▶ _Set exercise_
Turn the listing below into a JSON list of strings, one string per line, leaving out any blank lines.

▶ _Data to process_
-*-*-
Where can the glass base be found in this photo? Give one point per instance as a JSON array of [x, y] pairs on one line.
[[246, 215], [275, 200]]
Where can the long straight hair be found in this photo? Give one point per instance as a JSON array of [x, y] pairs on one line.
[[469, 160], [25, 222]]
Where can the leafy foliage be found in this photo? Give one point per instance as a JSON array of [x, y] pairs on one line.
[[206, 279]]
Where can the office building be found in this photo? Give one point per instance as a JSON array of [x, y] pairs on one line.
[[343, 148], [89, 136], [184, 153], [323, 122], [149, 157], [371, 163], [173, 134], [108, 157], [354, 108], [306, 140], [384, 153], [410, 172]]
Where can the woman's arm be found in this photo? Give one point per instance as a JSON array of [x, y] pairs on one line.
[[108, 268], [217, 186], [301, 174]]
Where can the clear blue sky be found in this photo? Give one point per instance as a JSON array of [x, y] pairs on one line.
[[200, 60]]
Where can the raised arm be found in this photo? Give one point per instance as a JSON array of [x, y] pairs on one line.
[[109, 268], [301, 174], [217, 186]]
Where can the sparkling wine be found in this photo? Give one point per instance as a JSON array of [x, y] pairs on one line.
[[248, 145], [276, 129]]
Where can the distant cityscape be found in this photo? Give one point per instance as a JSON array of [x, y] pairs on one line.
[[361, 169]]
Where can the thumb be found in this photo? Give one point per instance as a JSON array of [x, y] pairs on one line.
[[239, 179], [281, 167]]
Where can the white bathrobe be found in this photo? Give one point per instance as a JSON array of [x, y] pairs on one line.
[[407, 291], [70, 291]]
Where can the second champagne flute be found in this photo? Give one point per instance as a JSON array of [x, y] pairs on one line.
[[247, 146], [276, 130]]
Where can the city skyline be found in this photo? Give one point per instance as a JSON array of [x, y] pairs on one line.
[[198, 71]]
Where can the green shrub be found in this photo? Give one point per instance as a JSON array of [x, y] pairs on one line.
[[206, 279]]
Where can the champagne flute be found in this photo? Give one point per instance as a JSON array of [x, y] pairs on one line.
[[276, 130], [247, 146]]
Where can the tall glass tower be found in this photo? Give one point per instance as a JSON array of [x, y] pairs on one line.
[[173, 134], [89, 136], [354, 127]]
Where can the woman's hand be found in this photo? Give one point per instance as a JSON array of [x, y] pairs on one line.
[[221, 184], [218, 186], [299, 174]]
-*-*-
▶ _Written response_
[
  "Where can the glass base be found in this photo? Give one point per instance as a JSON array of [x, y] pairs on one line.",
  "[[246, 215], [275, 200]]",
  "Where can the long straight hair be found in this photo? Give one point per instance as a JSON array of [x, y] pairs on one line.",
  "[[469, 160], [25, 222]]",
  "Where can the leafy foliage be found in this photo? Give one point per instance as a JSON array of [x, y] pairs on one line.",
  "[[206, 279]]",
  "Where can the office building be found in this photo? Give one point per instance as a JSON array of [x, y] pairs on one line.",
  "[[343, 148], [89, 136], [184, 153], [323, 122], [149, 157], [371, 163], [173, 134], [108, 157], [354, 108], [306, 140], [384, 153], [410, 172]]",
  "Where can the woman's arm be found in this photo? Give one point per instance as a JSON array of [x, y] pairs on one line.",
  "[[108, 268], [217, 186], [301, 174]]",
  "Where can the clear blue sky be found in this photo? Give one point per instance as a JSON array of [x, y] pairs on one line.",
  "[[200, 60]]",
  "Where can the raised arm be found in this photo? Give one point per instance as a JSON array of [x, y] pairs on one line.",
  "[[109, 268], [301, 174], [217, 186]]",
  "Where can the sparkling wine be found in this photo? Give one point per instance as a JSON array of [x, y] pairs on one line.",
  "[[248, 145], [276, 129]]",
  "Where can the distant cityscape be found in this photo? Give one point per instance as a JSON array of [x, y] pairs on one line.",
  "[[361, 169]]",
  "Where can the thumb be found in this photo? Give one point per instance as a JSON array of [x, y] pairs on one line.",
  "[[239, 179], [281, 167]]",
  "Where can the white bathrobe be found in this photo? Give one point per instance as a JSON array of [x, y] pairs on one line.",
  "[[407, 291], [70, 291]]",
  "Where can the second champagne flute be found in this photo? Give one point per instance as a JSON array of [x, y] pairs on one line.",
  "[[247, 146], [276, 130]]",
  "Where can the city skyline be found in this photo? Give one point per instance as a JSON array of [x, y] pairs on one line.",
  "[[198, 71]]",
  "Where can the green shrub be found in this photo? Give one point per instance as a JSON array of [x, y] pairs on one line.",
  "[[206, 279]]",
  "Where can the champagne flute be found in this photo? Give one point per instance as a JSON array of [x, y] pairs on one line.",
  "[[276, 130], [247, 146]]",
  "Where can the tall glass tower be found in this photo? Give one point per instance as a JSON array of [x, y] pairs on one line.",
  "[[173, 134], [89, 136], [354, 127]]",
  "Where can the woman's hand be found in this photo? Give one point per instance as a JSON array of [x, y] pairs on one line.",
  "[[221, 184], [218, 186], [299, 174]]"
]